_DATA EXCERPTS_.

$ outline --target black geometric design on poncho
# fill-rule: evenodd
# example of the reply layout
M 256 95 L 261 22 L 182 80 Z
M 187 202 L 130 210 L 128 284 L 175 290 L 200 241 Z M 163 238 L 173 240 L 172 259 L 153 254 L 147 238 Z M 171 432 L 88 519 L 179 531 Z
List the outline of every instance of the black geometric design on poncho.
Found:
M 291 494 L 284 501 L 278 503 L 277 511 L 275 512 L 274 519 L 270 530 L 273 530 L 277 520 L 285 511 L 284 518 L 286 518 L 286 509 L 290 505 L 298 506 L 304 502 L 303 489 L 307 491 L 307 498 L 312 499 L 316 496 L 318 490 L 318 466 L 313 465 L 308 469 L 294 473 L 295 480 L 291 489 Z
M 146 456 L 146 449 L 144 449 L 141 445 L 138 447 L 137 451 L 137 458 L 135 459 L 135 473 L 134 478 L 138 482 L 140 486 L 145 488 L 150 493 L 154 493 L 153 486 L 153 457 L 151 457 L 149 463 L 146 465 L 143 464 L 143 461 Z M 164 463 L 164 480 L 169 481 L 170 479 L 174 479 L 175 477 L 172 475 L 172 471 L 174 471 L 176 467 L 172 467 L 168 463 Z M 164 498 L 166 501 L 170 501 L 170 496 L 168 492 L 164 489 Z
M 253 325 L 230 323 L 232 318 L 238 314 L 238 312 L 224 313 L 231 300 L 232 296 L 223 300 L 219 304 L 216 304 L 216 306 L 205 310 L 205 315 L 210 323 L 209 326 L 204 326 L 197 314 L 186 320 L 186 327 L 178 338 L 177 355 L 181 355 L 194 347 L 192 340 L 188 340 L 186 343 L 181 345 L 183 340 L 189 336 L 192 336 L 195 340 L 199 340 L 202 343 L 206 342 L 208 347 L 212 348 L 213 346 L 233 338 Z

...

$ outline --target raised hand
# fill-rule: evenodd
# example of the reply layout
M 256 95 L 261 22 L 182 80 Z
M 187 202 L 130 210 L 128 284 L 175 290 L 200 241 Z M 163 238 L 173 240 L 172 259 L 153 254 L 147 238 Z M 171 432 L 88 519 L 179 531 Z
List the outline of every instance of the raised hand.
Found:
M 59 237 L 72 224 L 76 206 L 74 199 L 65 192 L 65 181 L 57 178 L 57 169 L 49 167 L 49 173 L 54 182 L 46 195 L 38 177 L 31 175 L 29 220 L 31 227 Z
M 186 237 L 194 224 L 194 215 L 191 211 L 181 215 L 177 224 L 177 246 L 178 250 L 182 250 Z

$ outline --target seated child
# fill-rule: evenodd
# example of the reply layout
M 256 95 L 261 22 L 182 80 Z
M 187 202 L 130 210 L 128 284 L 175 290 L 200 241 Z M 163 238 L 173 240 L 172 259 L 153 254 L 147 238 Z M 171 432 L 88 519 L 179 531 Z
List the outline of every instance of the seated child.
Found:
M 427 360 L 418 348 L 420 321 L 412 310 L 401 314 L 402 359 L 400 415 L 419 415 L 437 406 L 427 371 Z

_DIRECTIONS FOR THIS TASK_.
Reproduce only the lines above spanning from the line containing "--target black geometric design on poncho" through the line containing "List the outline of every instance of the black", word for word.

_ANSWER SPACE_.
$ outline --target black geometric design on poncho
# fill-rule: evenodd
# example of the reply layout
M 256 95 L 261 22 L 182 80 Z
M 187 202 L 130 210 L 128 284 L 175 290 L 200 241 Z M 163 238 L 173 240 L 172 259 L 153 254 L 147 238 Z M 171 432 L 88 519 L 179 531 Z
List the outline of every instance of the black geometric design on poncho.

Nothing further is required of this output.